* **SOURCE TEXT**
________________________

He concluded that, since Laser Trust’s approval could not be found to be tainted, Mr Gertner’s second IVA proposal would inevitably be approved so that ICC Judge Briggs’s decision should be set aside.


 

There is much to be learned from this case. First, the court’s strict approach to the definition of “associate” is to be welcomed for its clarity. Secondly, the judgment reinforces the primacy of the decision-making power of the creditors when it comes to whether or not to accept an IVA. Thirdly, it clarifies the limits of the good faith rule: creditors remain subject to the obligation not to engage in behind the scenes deals that give them an advantage, but an assignee taking an assignment of a debt will not necessarily be tainted by the impropriety of the assignor.

________________________

* **MATERIAL**
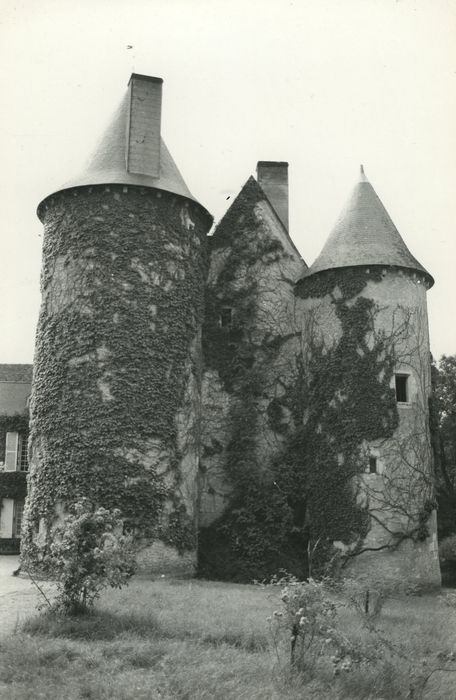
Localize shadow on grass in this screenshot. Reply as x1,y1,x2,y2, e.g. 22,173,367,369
22,609,268,653
22,610,166,640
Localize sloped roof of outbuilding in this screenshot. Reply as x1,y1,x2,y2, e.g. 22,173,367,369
0,364,33,384
303,166,434,285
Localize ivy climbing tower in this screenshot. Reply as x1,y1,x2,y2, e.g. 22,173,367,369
23,74,212,572
297,166,440,587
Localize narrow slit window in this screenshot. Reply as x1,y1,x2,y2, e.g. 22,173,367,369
395,374,408,403
369,457,377,474
220,306,233,328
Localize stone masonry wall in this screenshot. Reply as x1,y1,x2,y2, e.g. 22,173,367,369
23,186,210,572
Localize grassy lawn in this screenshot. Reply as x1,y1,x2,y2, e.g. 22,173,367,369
0,578,456,700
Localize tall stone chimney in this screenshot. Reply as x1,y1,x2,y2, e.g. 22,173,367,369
126,73,163,177
257,160,288,231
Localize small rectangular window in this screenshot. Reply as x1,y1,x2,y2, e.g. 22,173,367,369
13,501,24,537
220,306,233,328
17,435,28,472
5,432,19,472
395,374,408,403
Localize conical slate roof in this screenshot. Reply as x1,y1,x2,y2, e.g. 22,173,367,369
37,74,210,216
304,166,434,285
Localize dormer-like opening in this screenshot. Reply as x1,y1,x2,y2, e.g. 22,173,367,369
219,306,233,330
394,374,409,403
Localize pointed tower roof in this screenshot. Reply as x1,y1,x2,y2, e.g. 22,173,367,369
304,166,434,286
38,73,211,217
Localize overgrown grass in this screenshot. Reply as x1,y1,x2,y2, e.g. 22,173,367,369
0,579,456,700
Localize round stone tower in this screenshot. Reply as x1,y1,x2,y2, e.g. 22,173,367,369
23,74,212,573
297,167,440,587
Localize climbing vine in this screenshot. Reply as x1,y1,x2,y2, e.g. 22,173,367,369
200,268,398,580
24,187,209,557
198,178,302,581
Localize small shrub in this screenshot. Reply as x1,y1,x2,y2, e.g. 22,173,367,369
268,577,365,675
36,499,135,615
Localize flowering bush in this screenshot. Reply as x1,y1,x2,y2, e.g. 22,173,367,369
44,499,135,614
268,577,364,675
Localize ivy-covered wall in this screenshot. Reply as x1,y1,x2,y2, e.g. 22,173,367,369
23,186,210,568
297,266,440,586
198,178,305,580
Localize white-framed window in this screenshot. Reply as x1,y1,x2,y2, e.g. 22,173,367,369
5,432,28,472
367,455,378,474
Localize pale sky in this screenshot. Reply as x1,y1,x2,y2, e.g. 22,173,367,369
0,0,456,363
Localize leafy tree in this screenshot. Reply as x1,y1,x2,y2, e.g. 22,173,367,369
433,355,456,538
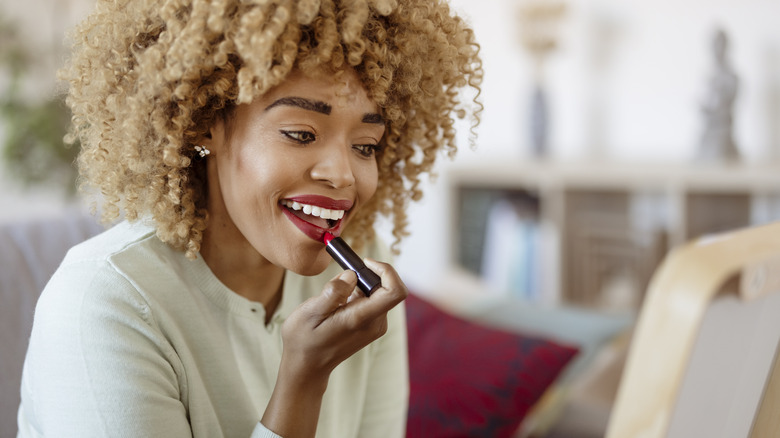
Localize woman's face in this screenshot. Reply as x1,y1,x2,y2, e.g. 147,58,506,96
207,71,385,275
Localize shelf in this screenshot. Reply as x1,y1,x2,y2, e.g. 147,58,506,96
444,160,780,310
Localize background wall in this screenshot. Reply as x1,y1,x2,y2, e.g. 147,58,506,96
0,0,780,289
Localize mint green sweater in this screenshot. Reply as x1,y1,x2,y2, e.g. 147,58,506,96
19,223,409,438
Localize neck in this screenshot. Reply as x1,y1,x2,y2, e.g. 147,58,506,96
200,227,285,322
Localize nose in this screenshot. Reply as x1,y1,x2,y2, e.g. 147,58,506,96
310,144,355,189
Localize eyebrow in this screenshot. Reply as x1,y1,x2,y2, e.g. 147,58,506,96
265,96,385,125
360,113,385,125
265,97,333,115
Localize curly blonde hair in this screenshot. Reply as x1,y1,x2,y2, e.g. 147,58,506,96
60,0,483,258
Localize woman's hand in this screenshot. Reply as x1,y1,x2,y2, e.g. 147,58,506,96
262,259,409,438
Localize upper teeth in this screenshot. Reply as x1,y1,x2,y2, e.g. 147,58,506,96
282,200,344,220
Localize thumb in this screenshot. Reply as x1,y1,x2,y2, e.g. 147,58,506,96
317,269,357,314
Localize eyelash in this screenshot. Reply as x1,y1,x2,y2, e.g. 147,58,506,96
281,130,382,158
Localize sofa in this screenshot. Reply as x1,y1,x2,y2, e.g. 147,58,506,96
0,210,631,438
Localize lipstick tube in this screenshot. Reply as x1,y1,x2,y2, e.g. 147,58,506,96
324,233,382,297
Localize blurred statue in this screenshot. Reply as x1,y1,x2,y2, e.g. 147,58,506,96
699,29,739,161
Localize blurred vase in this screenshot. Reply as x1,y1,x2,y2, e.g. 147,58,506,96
530,84,549,158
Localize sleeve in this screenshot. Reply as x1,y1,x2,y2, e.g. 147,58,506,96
357,241,409,438
19,263,192,438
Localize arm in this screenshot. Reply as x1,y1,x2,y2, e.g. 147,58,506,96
262,261,408,438
20,264,191,437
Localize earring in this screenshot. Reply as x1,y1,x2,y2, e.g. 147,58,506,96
195,146,211,158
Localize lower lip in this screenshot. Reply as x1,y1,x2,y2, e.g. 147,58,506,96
279,205,341,243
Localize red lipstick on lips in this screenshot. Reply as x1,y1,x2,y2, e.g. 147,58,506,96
279,195,353,242
322,231,382,297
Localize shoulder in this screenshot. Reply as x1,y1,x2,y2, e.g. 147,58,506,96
36,222,175,320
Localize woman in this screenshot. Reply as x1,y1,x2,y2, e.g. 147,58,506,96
19,0,482,437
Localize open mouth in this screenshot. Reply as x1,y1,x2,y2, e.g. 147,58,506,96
281,199,346,229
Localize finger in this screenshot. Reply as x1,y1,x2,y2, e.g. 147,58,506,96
304,270,357,323
363,258,409,301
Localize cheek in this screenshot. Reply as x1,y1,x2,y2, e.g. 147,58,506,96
358,163,379,203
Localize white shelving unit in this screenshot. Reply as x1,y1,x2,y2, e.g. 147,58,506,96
442,161,780,307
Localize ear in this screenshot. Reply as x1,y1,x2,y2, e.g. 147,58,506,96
200,117,226,153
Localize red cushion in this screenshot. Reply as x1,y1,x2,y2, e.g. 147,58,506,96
406,294,577,438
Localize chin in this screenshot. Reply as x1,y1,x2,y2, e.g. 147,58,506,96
287,250,331,277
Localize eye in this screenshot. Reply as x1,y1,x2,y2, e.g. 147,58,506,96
352,144,381,158
279,130,317,144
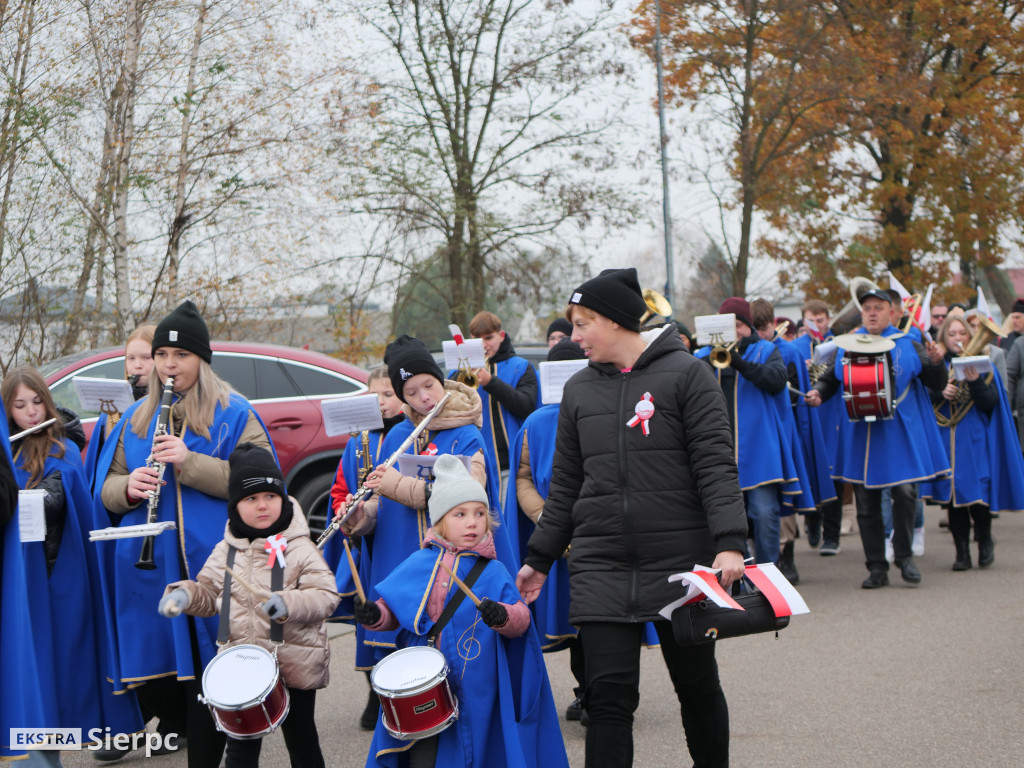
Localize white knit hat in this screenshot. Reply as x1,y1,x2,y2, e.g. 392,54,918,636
427,454,488,525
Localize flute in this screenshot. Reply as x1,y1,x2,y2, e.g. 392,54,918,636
316,392,452,550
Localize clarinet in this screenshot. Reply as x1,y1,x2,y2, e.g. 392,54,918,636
135,376,174,570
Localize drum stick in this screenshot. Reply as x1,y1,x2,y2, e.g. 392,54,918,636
344,538,367,602
224,565,270,600
441,561,480,608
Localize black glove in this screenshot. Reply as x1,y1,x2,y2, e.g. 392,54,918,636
476,597,509,628
352,596,381,627
36,469,68,575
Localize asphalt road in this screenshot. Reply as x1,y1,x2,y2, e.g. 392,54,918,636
62,501,1024,768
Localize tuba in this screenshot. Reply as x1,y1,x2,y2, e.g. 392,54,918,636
935,316,1002,427
828,278,881,336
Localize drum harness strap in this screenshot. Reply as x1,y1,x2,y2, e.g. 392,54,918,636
217,545,284,658
427,557,487,648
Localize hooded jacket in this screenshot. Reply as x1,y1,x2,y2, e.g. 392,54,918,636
164,501,340,690
525,326,746,624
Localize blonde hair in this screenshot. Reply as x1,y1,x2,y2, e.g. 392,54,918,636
0,366,65,488
131,357,234,440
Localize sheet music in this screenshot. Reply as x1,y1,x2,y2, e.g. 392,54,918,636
72,376,135,414
538,359,589,406
321,394,384,437
441,339,487,371
693,313,736,347
17,488,46,544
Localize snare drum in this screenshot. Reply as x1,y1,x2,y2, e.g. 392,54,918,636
843,352,893,422
370,645,459,741
200,645,289,738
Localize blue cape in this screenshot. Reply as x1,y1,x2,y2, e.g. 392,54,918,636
367,546,568,768
921,370,1024,512
0,401,47,759
11,438,143,739
694,339,814,514
93,394,265,689
449,356,540,473
833,326,949,488
362,418,519,660
774,338,836,504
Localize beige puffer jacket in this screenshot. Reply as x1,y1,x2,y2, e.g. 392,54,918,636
166,503,340,690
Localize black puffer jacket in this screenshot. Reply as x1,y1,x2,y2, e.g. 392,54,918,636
526,327,746,623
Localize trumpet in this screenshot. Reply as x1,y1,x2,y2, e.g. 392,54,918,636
135,376,174,570
640,288,672,326
316,392,452,550
934,317,1002,427
708,341,736,370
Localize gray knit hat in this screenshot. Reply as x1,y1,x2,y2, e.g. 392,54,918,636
427,454,489,525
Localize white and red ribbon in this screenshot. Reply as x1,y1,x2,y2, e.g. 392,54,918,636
263,534,288,568
626,392,654,437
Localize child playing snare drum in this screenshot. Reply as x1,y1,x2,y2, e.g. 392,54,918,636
355,455,568,768
159,442,339,768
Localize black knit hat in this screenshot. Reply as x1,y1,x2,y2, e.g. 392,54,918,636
544,317,572,339
548,338,587,362
153,299,213,362
569,266,647,333
227,442,288,510
384,334,444,402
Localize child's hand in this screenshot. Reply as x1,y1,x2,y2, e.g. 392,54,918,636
352,597,381,627
476,597,509,629
157,587,188,618
260,592,288,622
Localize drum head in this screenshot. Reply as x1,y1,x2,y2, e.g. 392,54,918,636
370,645,446,694
203,645,278,709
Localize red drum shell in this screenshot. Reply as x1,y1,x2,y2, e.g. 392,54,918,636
370,645,459,741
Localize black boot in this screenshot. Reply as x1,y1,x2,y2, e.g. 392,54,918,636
775,542,800,586
968,535,995,568
953,538,972,570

________________________

* **OBJECTIVE 1**
In the IVA case commentary, whose decision should be set aside?
* **OBJECTIVE 2**
In the IVA case commentary, write out the stretch from "He concluded that, since" through "be set aside." again, swapping "Laser Trust" for "the bank".
* **OBJECTIVE 3**
What lessons does the IVA case commentary say can be learned from this case? List them all.

* **EXPECTED OUTPUT 1**
ICC Judge Briggs's decision.

* **EXPECTED OUTPUT 2**
He concluded that, since the bank’s approval could not be found to be tainted, Mr Gertner’s second IVA proposal would inevitably be approved so that ICC Judge Briggs’s decision should be set aside.

* **EXPECTED OUTPUT 3**
- The court's strict approach to the definition of "associate" is welcome for its clarity.
- The judgment reinforces the primacy of the creditors' decision-making power on whether to accept an IVA.
- It clarifies the limits of the good faith rule. Creditors must still avoid behind-the-scenes deals that give them an advantage, but an assignee of a debt will not necessarily be tainted by the assignor's impropriety.